Express the rows from the line containing "A point belongs on each instance of the bouquet" through the last row, inclusive, as a numbered list with blank lines omitted.

--- START OF RECORDS PROVIDED ---

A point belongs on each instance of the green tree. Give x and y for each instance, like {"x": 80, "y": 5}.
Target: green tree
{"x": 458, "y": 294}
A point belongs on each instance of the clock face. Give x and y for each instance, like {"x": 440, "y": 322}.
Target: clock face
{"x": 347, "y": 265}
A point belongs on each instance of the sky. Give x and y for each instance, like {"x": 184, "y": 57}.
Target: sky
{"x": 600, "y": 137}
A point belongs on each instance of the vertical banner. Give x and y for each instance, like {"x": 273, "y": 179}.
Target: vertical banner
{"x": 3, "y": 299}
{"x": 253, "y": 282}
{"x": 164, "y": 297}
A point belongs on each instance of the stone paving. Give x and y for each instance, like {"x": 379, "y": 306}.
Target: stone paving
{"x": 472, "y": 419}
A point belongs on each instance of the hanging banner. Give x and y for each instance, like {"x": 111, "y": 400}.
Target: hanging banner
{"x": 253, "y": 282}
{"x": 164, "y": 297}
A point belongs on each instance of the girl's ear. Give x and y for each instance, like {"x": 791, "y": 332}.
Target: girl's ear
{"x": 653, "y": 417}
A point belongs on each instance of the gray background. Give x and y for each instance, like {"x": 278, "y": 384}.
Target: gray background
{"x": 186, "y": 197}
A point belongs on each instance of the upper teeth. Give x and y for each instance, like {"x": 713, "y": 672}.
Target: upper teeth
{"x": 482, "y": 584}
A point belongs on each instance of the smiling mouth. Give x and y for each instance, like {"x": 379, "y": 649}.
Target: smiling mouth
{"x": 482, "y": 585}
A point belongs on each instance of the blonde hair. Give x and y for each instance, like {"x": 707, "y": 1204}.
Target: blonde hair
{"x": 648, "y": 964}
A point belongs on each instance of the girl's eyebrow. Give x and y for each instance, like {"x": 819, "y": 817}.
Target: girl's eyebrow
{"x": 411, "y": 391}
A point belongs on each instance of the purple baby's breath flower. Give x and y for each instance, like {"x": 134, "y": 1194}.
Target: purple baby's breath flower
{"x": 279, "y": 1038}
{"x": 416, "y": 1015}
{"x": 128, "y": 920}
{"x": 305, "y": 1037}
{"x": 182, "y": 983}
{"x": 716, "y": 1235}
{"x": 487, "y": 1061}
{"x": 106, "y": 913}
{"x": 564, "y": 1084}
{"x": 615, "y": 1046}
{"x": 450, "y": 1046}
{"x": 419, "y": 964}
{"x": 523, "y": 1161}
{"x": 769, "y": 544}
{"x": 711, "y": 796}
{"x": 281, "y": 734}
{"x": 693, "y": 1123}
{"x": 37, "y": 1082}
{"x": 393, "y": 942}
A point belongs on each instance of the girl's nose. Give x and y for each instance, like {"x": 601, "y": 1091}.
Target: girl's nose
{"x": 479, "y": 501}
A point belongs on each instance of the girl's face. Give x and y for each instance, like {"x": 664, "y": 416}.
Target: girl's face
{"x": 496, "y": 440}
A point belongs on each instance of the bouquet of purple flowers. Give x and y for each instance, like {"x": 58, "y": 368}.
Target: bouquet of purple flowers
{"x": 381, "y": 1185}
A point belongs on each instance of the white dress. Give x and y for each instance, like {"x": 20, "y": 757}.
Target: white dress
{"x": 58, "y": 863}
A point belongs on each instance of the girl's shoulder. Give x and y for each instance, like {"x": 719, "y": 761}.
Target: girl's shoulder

--- END OF RECORDS PROVIDED ---

→ **RESULT**:
1. A point belongs on each instance of the bouquet of purple flowers. Give x and y for each instance, like {"x": 58, "y": 368}.
2. Target: bouquet of purple flowers
3. {"x": 381, "y": 1185}
4. A point belongs on each instance of the white dress. Give x and y for each instance, like {"x": 20, "y": 757}.
5. Target: white dress
6. {"x": 58, "y": 863}
7. A point belongs on each instance of the girl's shoulder. Give x and y for each instance, like {"x": 719, "y": 761}.
8. Target: girl's shoulder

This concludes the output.